Aim of the exercise – Write the entries below out again exactly; any picture in them stays out.

####################

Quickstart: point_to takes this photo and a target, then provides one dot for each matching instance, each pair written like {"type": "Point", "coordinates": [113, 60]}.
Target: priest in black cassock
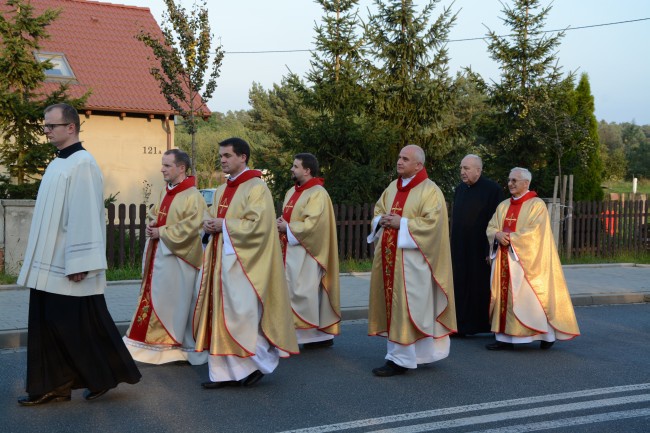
{"type": "Point", "coordinates": [475, 201]}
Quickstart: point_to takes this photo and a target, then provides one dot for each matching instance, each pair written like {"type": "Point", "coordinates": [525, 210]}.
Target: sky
{"type": "Point", "coordinates": [614, 56]}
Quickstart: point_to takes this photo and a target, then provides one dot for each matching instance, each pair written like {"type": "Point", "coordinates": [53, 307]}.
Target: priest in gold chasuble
{"type": "Point", "coordinates": [529, 297]}
{"type": "Point", "coordinates": [161, 329]}
{"type": "Point", "coordinates": [310, 250]}
{"type": "Point", "coordinates": [411, 286]}
{"type": "Point", "coordinates": [243, 313]}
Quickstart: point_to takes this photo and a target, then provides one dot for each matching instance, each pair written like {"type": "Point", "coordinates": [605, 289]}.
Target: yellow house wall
{"type": "Point", "coordinates": [129, 152]}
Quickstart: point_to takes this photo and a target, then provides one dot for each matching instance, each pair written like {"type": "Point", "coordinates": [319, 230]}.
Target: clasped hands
{"type": "Point", "coordinates": [390, 220]}
{"type": "Point", "coordinates": [282, 225]}
{"type": "Point", "coordinates": [503, 238]}
{"type": "Point", "coordinates": [152, 231]}
{"type": "Point", "coordinates": [213, 225]}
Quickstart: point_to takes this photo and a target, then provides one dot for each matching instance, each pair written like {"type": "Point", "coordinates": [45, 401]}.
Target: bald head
{"type": "Point", "coordinates": [470, 169]}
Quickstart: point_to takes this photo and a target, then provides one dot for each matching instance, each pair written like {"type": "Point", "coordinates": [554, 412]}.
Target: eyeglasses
{"type": "Point", "coordinates": [51, 126]}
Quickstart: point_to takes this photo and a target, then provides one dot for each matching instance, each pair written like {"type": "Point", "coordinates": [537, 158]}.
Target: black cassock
{"type": "Point", "coordinates": [473, 208]}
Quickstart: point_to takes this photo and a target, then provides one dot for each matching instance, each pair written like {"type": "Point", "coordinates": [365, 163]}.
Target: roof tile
{"type": "Point", "coordinates": [99, 41]}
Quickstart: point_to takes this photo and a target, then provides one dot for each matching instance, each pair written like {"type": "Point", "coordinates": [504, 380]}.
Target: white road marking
{"type": "Point", "coordinates": [517, 414]}
{"type": "Point", "coordinates": [568, 422]}
{"type": "Point", "coordinates": [472, 407]}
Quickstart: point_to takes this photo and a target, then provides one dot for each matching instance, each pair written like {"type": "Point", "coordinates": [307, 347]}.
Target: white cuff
{"type": "Point", "coordinates": [376, 232]}
{"type": "Point", "coordinates": [291, 238]}
{"type": "Point", "coordinates": [228, 249]}
{"type": "Point", "coordinates": [404, 238]}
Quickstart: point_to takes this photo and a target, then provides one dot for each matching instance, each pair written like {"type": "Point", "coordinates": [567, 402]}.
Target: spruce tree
{"type": "Point", "coordinates": [588, 168]}
{"type": "Point", "coordinates": [517, 133]}
{"type": "Point", "coordinates": [408, 74]}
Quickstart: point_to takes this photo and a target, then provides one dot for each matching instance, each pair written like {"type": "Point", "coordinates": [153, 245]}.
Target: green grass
{"type": "Point", "coordinates": [621, 186]}
{"type": "Point", "coordinates": [351, 265]}
{"type": "Point", "coordinates": [126, 273]}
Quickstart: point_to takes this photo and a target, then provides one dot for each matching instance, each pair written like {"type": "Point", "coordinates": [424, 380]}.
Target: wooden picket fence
{"type": "Point", "coordinates": [601, 229]}
{"type": "Point", "coordinates": [604, 229]}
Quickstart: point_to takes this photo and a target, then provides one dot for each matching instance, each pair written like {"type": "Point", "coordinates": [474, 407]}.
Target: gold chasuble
{"type": "Point", "coordinates": [226, 318]}
{"type": "Point", "coordinates": [178, 216]}
{"type": "Point", "coordinates": [400, 308]}
{"type": "Point", "coordinates": [528, 292]}
{"type": "Point", "coordinates": [309, 213]}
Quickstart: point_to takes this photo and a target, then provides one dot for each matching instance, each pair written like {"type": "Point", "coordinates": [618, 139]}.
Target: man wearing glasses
{"type": "Point", "coordinates": [529, 298]}
{"type": "Point", "coordinates": [72, 341]}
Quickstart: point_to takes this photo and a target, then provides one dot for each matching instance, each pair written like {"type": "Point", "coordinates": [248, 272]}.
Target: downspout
{"type": "Point", "coordinates": [169, 132]}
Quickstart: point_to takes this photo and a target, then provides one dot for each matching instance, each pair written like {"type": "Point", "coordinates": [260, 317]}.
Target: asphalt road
{"type": "Point", "coordinates": [600, 382]}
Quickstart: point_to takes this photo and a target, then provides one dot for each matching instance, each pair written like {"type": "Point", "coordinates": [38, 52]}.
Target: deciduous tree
{"type": "Point", "coordinates": [23, 151]}
{"type": "Point", "coordinates": [184, 57]}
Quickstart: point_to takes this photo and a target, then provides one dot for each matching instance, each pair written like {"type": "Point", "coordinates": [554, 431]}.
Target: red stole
{"type": "Point", "coordinates": [389, 240]}
{"type": "Point", "coordinates": [288, 209]}
{"type": "Point", "coordinates": [140, 325]}
{"type": "Point", "coordinates": [509, 226]}
{"type": "Point", "coordinates": [224, 202]}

####################

Task output –
Quickstart: point_to takes this photo and a target, then provides one dot for each matching instance, each pair written like {"type": "Point", "coordinates": [113, 60]}.
Target: priest in black cassock
{"type": "Point", "coordinates": [475, 201]}
Quickstart: point_to takes this photo and a target, then provides one dot for each matching instance, each pair written like {"type": "Point", "coordinates": [525, 210]}.
Target: sky
{"type": "Point", "coordinates": [614, 56]}
Quickstart: point_to takes this photo and a target, then provides one dot for each matching instance, each pair written like {"type": "Point", "coordinates": [53, 307]}.
Target: priest in gold chasuble
{"type": "Point", "coordinates": [529, 297]}
{"type": "Point", "coordinates": [161, 329]}
{"type": "Point", "coordinates": [310, 250]}
{"type": "Point", "coordinates": [411, 286]}
{"type": "Point", "coordinates": [243, 313]}
Quickstart: point_to takes this photo and a target, then provides one dot for each matching instance, each pair written like {"type": "Point", "coordinates": [605, 289]}.
Target: yellow house wall
{"type": "Point", "coordinates": [129, 152]}
Quickstart: point_to takes this photo and a target, then provides one dot for each matching instance, each pair written like {"type": "Point", "coordinates": [319, 230]}.
Target: clasped hands
{"type": "Point", "coordinates": [390, 220]}
{"type": "Point", "coordinates": [282, 225]}
{"type": "Point", "coordinates": [503, 238]}
{"type": "Point", "coordinates": [152, 231]}
{"type": "Point", "coordinates": [213, 225]}
Quickstart: point_to takes this photo and a target, then provides one dot for each matching instance, each pair written like {"type": "Point", "coordinates": [45, 401]}.
Target: bald head
{"type": "Point", "coordinates": [470, 169]}
Quickstart: point_to takes this photo and a target, then provides one dot for each matching instance, each pair written like {"type": "Point", "coordinates": [554, 412]}.
Target: eyeglasses
{"type": "Point", "coordinates": [51, 126]}
Quickstart: point_to takes this photo and a target, then provides one dot for each matching instance, each pair written like {"type": "Point", "coordinates": [537, 158]}.
Target: black cassock
{"type": "Point", "coordinates": [473, 208]}
Quickstart: point_to takes this photo and a target, then provides one dot for each matching instance, each pair written like {"type": "Point", "coordinates": [365, 163]}.
Target: roof tile
{"type": "Point", "coordinates": [99, 41]}
Quickstart: point_to takes this photo and a target, then provides one dot for each matching instance, each pair written like {"type": "Point", "coordinates": [504, 380]}.
Target: white road marking
{"type": "Point", "coordinates": [517, 414]}
{"type": "Point", "coordinates": [568, 422]}
{"type": "Point", "coordinates": [472, 407]}
Quickstart: point_to takes this photo and a target, then provides one dot for each matching instance, each pair written like {"type": "Point", "coordinates": [307, 347]}.
Target: white cuff
{"type": "Point", "coordinates": [376, 232]}
{"type": "Point", "coordinates": [291, 238]}
{"type": "Point", "coordinates": [228, 249]}
{"type": "Point", "coordinates": [404, 238]}
Quickstart: point_to takes this photo and a target, then provides one dot for each matching instance, each pair written like {"type": "Point", "coordinates": [567, 402]}.
Target: spruce tree
{"type": "Point", "coordinates": [588, 168]}
{"type": "Point", "coordinates": [517, 133]}
{"type": "Point", "coordinates": [408, 74]}
Quickstart: point_to takes this photo and a target, then provides one dot for each matching instance, each pair written like {"type": "Point", "coordinates": [153, 245]}.
Target: green grass
{"type": "Point", "coordinates": [621, 186]}
{"type": "Point", "coordinates": [351, 265]}
{"type": "Point", "coordinates": [126, 273]}
Quickstart: point_to takes this photo and a target, then provides one dot for each matching instance, each pair written like {"type": "Point", "coordinates": [424, 380]}.
Target: wooden picket fence
{"type": "Point", "coordinates": [601, 229]}
{"type": "Point", "coordinates": [604, 229]}
Quickstart: point_to takes this photo and a target, then provides one dot for each matching instance, each pair written like {"type": "Point", "coordinates": [474, 407]}.
Target: gold chasuble
{"type": "Point", "coordinates": [226, 318]}
{"type": "Point", "coordinates": [178, 216]}
{"type": "Point", "coordinates": [400, 308]}
{"type": "Point", "coordinates": [528, 292]}
{"type": "Point", "coordinates": [309, 213]}
Quickstart: point_to takes this photo and a target, then provides one dot for each matching instance, each pair written like {"type": "Point", "coordinates": [618, 139]}.
Target: man wearing glasses
{"type": "Point", "coordinates": [529, 298]}
{"type": "Point", "coordinates": [72, 341]}
Quickstart: point_to takes this photo and a target, then provides one dot for each matching instance, each pair written like {"type": "Point", "coordinates": [248, 272]}.
Target: downspout
{"type": "Point", "coordinates": [169, 132]}
Quickstart: point_to takes this photo and a target, then provides one dot for each matching instance, each pair written like {"type": "Point", "coordinates": [260, 317]}.
Target: asphalt road
{"type": "Point", "coordinates": [600, 382]}
Quickstart: point_to takes this photo and a target, then provides one dot for each matching instance, each pair written like {"type": "Point", "coordinates": [38, 52]}.
Target: deciduous tree
{"type": "Point", "coordinates": [23, 151]}
{"type": "Point", "coordinates": [184, 57]}
Quickstart: point_to takes this photo and a target, then provides one dot for each matching instance, each pair written like {"type": "Point", "coordinates": [554, 431]}.
Target: red stole
{"type": "Point", "coordinates": [389, 240]}
{"type": "Point", "coordinates": [288, 209]}
{"type": "Point", "coordinates": [140, 325]}
{"type": "Point", "coordinates": [509, 226]}
{"type": "Point", "coordinates": [224, 202]}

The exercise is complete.